Page extract
** Begin **

Home |
Write |
179 members |

Join with Aptibook

Hive interview questions and answers - Page 1

1. What is Hive

Hive is a data warehouse system for Hadoop that facilitates easy data summarization, ad-hoc queries, and the analysis of large datasets stored in Hadoop compatible file systems.

Hive was originally developed at Facebook. It’s now a Hadoop subproject with many contributors. Users need to concentrate only on the top level hive language rather than java map reduce programs. One of the main advantages of Hive is its SQLish nature. Thus it leverages the usability to a higher extend.

A hive program will be automatically compiled into map-reduce jobs executed on Hadoop. In addition, HiveQL supports custom map-reduce scripts to be plugged into queries.

Hive example:
selecting the employee names whose salary more than 100 dollars from a hive table called tbl_employee.

SELECT employee_name FROM tbl_employee WHERE salary > 100;

Users are excited to use Hive since it is very similar to SQL.

2. What are the types of tables in Hive

There are two types of tables.

** End **

Written instruction 1
According to the Hive interview page, where was Hive first developed?
Written instruction 2
The Hive interview page's opening definition says Hive makes three things easier. List them.
Written instruction 3
Continue the Hive interview page from where it stops.
The items are separate from the Hive interview page.

Information supplied
** Begin **

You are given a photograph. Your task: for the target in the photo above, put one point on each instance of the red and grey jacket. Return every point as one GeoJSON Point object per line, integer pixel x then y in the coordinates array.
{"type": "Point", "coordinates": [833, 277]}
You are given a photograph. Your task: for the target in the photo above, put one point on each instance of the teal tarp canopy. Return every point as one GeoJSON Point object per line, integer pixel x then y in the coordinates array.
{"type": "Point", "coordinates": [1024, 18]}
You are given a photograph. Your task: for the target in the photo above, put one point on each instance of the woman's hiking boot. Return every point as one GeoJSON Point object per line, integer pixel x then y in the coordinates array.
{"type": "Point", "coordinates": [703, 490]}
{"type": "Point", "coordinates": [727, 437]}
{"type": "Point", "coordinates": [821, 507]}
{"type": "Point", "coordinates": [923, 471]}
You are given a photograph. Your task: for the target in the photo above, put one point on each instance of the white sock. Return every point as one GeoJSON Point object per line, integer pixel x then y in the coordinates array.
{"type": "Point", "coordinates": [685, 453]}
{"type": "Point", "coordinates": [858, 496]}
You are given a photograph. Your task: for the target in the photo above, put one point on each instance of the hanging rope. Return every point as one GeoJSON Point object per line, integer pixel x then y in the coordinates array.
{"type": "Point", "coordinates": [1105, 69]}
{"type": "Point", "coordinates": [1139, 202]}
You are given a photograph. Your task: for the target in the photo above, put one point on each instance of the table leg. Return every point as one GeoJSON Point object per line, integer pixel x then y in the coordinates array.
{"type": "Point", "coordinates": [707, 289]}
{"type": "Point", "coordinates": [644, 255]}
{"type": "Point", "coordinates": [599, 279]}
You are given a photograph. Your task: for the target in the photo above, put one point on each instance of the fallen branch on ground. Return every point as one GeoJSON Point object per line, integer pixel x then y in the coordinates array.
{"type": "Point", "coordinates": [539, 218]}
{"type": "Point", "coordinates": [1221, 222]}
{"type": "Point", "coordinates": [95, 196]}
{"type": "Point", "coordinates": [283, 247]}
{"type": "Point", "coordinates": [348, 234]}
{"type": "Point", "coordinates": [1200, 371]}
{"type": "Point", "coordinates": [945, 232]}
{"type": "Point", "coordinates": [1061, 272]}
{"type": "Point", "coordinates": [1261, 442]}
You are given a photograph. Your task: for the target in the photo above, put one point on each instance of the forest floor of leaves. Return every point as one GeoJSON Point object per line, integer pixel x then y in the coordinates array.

** End **

Output 1
At Facebook.

Output 2
Easy data summarization, ad-hoc queries, and the analysis of large datasets stored in Hadoop compatible file systems.

Output 3
1. Managed tables.
2. External tables.

Only the drop table command differentiates managed and external tables. Otherwise, both type of tables are very similar.

3. Does Hive support record level Insert, delete or update

Hive does not provide record-level update, insert, or delete. Henceforth, Hive does not provide transactions too.

However, users can go with CASE statements and built in functions of Hive to satisfy the above DML operations. Thus, a complex update query in a RDBMS may need many lines of code in Hive.

4. What kind of datawarehouse application is suitable for Hive

Hive is not a full database. The design constraints and limitations of Hadoop and HDFS impose limits on what Hive can do.

Hive is most suited for data warehouse applications, where

1) Relatively static data is analyzed,
2) Fast response times are not required, and
3) When the data is not changing rapidly.

Hive doesn’t provide crucial features required for OLTP, Online Transaction Processing. It’s closer to being an OLAP tool, Online Analytic Processing.
So, Hive is best suited for data warehouse applications, where a large data set is maintained and mined for insights, reports, etc.

5. How can the columns of a table in hive be written to a file

By using awk command in shell, the output from HiveQL (Describe) can be written to a file.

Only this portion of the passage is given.